▸ SOURCE MATERIAL
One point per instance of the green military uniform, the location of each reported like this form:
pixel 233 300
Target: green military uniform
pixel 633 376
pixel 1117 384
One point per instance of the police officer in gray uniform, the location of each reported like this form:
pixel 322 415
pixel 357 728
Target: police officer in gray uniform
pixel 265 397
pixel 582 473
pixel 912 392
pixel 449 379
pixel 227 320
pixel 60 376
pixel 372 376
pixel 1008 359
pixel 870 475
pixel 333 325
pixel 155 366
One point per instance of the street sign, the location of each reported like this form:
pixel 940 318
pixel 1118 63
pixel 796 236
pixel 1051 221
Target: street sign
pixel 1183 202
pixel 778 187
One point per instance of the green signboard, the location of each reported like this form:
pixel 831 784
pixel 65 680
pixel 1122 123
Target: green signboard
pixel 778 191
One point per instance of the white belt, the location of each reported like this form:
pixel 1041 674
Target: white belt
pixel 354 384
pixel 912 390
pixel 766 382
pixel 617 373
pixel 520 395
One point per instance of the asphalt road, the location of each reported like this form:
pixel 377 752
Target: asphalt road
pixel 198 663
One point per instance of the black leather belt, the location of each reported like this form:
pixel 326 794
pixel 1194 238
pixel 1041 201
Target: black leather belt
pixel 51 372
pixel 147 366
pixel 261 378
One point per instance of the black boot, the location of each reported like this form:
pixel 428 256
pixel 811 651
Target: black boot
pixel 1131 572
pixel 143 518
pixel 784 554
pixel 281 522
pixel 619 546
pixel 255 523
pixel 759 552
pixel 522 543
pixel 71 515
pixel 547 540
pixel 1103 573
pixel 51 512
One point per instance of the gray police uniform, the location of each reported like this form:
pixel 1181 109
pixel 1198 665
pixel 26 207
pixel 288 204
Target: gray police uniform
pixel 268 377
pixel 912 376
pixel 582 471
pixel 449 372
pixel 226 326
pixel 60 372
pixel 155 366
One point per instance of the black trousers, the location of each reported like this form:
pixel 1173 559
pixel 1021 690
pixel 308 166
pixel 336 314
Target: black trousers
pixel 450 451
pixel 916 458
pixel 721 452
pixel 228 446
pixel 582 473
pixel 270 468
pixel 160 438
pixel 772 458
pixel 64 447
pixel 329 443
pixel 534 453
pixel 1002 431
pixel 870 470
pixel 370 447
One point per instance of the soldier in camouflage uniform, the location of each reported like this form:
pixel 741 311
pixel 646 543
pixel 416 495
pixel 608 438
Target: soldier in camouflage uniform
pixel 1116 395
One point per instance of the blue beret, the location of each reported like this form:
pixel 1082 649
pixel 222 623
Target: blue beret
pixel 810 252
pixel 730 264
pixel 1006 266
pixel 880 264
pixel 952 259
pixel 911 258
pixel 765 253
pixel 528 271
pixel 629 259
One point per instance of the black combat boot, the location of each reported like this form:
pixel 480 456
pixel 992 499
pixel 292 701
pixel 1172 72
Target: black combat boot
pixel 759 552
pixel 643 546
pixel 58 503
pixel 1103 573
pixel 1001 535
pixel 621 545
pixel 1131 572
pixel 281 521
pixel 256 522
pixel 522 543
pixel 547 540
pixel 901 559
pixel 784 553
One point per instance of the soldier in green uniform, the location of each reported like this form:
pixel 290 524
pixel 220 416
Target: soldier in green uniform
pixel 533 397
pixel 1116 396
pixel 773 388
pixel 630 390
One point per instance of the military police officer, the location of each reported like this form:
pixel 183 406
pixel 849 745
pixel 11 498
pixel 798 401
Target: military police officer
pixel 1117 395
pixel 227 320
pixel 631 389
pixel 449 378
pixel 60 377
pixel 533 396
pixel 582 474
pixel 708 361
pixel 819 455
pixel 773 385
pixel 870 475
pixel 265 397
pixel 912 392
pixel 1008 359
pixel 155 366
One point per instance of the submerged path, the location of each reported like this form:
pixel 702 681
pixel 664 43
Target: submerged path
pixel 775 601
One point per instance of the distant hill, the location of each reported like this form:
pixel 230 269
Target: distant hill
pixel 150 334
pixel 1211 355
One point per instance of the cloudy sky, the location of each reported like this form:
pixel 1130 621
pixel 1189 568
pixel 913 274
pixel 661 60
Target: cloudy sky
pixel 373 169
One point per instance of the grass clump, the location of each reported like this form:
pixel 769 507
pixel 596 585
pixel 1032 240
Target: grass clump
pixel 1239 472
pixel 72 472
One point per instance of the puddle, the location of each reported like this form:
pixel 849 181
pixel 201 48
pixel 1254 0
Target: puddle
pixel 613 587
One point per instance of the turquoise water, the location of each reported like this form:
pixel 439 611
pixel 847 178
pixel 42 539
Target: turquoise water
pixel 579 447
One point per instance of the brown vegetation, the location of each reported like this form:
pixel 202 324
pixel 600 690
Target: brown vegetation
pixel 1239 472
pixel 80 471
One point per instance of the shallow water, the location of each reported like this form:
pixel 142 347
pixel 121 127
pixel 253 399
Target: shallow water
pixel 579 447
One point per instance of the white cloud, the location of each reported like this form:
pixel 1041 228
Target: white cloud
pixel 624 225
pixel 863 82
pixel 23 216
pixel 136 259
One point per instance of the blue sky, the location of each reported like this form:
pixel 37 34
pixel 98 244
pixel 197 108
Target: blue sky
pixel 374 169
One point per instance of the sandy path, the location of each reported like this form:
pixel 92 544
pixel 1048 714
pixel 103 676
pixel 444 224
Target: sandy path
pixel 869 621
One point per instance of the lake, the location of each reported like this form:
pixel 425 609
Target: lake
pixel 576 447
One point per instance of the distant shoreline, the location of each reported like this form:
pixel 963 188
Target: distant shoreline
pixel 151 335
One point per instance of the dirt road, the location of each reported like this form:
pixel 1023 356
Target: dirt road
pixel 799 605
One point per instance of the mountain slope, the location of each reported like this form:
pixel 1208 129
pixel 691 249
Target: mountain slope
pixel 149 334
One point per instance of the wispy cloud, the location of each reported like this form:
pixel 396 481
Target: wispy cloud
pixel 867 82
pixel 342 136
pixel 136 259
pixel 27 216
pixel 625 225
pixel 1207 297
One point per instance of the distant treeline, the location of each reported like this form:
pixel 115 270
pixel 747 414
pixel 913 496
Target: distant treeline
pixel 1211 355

▸ PROBLEM REQUIREMENTS
Return only the lines running from the line with "pixel 1023 356" to the last line of the records, both included, exactly as written.

▸ RESULT FOR THIS TASK
pixel 1023 356
Target: dirt road
pixel 799 605
One point per instance of the mountain slope, the location of each reported like this form:
pixel 1208 129
pixel 691 249
Target: mountain slope
pixel 149 334
One point per instance of the wispy cloud, the location of each reported like this form:
pixel 396 481
Target: wispy cloud
pixel 867 82
pixel 342 136
pixel 136 259
pixel 27 216
pixel 625 225
pixel 1207 297
One point per instance of the distant treeline, the location of each reported like this form:
pixel 115 270
pixel 747 414
pixel 913 496
Target: distant treeline
pixel 1211 355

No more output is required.